■ Excerpted text
Food news antipasto

Jamie Oliver is back with a new show called ‘Keep Cooking and Carry On‘ that is exactly what this moment needed. In this 20-part series, Oliver will help fight the cooking fatigue many of us are facing. He will teach us how to get creative with whatever ingredients are in our cupboards. In a statement, Oliver said “This show will be packed with easy and delicious recipes that the whole family can enjoy, plus loads of tips, tricks and hacks for simple swaps and ways you can make the recipes work with what you’ve got.” You can find recipes from the show on Oliver’s website.

Earlier this week, Food & Wine released its list of the best new chefs of 2020. Even though restaurants are shuttered, F&W determined that this year naming the top new crop of chefs was more important than ever. In its announcement, F&W said “This year’s class will shape the future. They are resilient and brilliant, thoughtful and caring. They are leading their teams through unprecedented circumstances, navigating choppy waters with sheer determination and optimism as their compass.”

During the pandemic, people are taking a fresh look at their freezer, cleaning and organizing them to make room for bulk purchases. Properly storing the foods we are buying to last for weeks is key to making sure they are at their best when it’s time to thaw and cook with or eat them. To learn which items freeze best and to ensure that we don’t lose anything to the dreaded ‘freezer burn’, The Guardian offers ten rules for freezing foods that cover everything from berries to beef.

Freezers aren’t the only kitchen appliance getting a workout. Ovens are seeing more activity as well, as people bake to relieve stress, to pass the time, or simply because they can’t find bread at the store. If you have decided to dust off your baking pans but aren’t sure where to begin, Australian Gourmet Traveller has a collection of classic dessert recipes to master if you are stuck at home. If you make all of these, you might have to give another piece of equipment a workout: the treadmill.

■ Records shown

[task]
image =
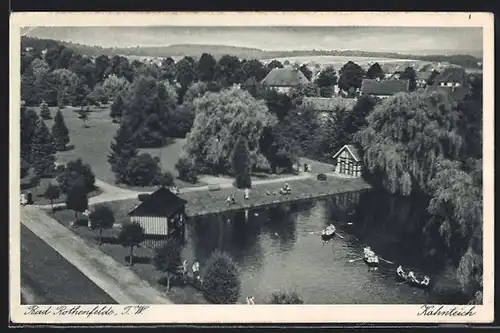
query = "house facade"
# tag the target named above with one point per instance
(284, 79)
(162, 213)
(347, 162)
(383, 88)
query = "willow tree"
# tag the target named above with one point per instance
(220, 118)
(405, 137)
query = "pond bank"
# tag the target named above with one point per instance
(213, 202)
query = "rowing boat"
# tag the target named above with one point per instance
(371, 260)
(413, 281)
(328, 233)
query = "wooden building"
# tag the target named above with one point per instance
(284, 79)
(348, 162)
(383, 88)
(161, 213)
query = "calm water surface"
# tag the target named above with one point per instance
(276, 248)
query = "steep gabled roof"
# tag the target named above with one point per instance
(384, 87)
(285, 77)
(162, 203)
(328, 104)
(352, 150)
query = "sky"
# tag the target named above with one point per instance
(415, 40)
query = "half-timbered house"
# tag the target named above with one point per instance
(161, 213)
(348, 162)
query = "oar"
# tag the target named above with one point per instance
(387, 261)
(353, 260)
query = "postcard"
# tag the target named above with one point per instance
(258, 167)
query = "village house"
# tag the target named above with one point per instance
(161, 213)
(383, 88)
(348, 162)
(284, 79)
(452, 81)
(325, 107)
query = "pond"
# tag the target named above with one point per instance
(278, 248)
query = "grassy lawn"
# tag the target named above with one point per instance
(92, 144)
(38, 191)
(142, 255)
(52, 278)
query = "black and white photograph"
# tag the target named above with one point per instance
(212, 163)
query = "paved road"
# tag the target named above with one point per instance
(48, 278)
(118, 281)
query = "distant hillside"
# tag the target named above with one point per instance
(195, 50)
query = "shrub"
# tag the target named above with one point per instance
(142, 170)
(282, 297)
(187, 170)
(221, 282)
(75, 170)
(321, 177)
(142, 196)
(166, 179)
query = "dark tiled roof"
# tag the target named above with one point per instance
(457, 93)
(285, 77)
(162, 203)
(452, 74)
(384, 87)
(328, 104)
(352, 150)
---
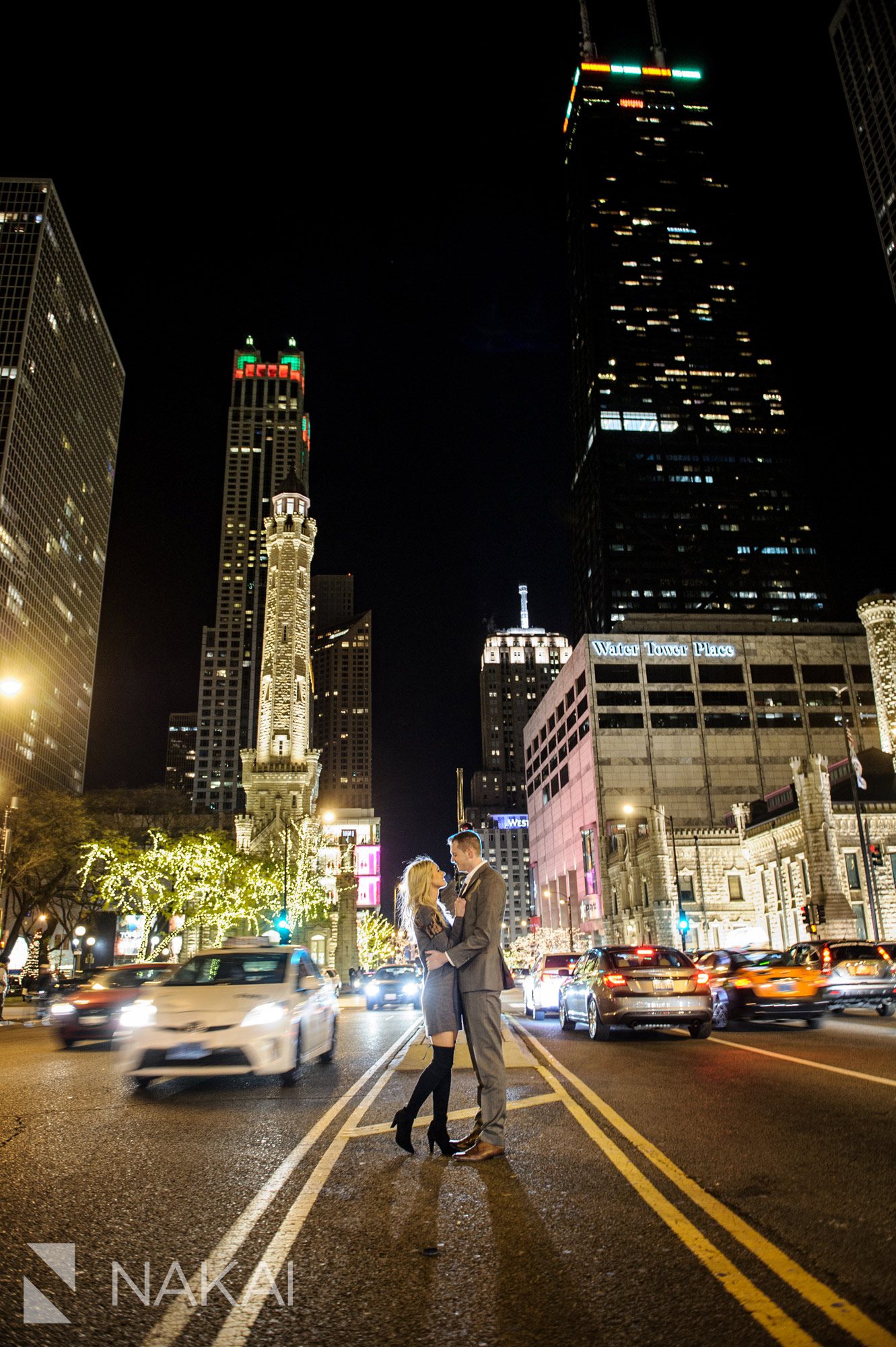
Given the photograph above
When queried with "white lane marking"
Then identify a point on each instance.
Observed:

■ Your tasks
1) Could you retype the part of the food news antipasto text from "Freezers aren’t the" up to and including "workout: the treadmill."?
2) Can you condense the paragraph of the food news antipasto text that begins "During the pandemic, people are taking" into a shorter version that keeps its main facts?
3) Answer these questions from the food news antipasto text:
(a) How many parts does Jamie Oliver's series "Keep Cooking and Carry On" have?
(b) Which publication released its list of the best new chefs of 2020?
(c) Which publication has a collection of classic dessert recipes to master at home?

■ Results for each task
1)
Freezers aren’t the only kitchen appliance getting a workout. Ovens are seeing more activity as well, as people bake to relieve stress, to pass the time, or simply because they can’t find bread at the store. If you have decided to dust off your baking pans but aren’t sure where to begin, Australian Gourmet Traveller has a collection of classic dessert recipes to master if you are stuck at home. If you make all of these, you might have to give another piece of equipment a workout: the treadmill.

2) During the pandemic, people are cleaning and organizing their freezers to make room for bulk purchases. Storing foods properly keeps them at their best until they are thawed and used. The Guardian offers ten rules for freezing foods, from berries to beef, covering which items freeze best and how to avoid freezer burn.

3)
(a) 20 parts.
(b) Food & Wine.
(c) Australian Gourmet Traveller.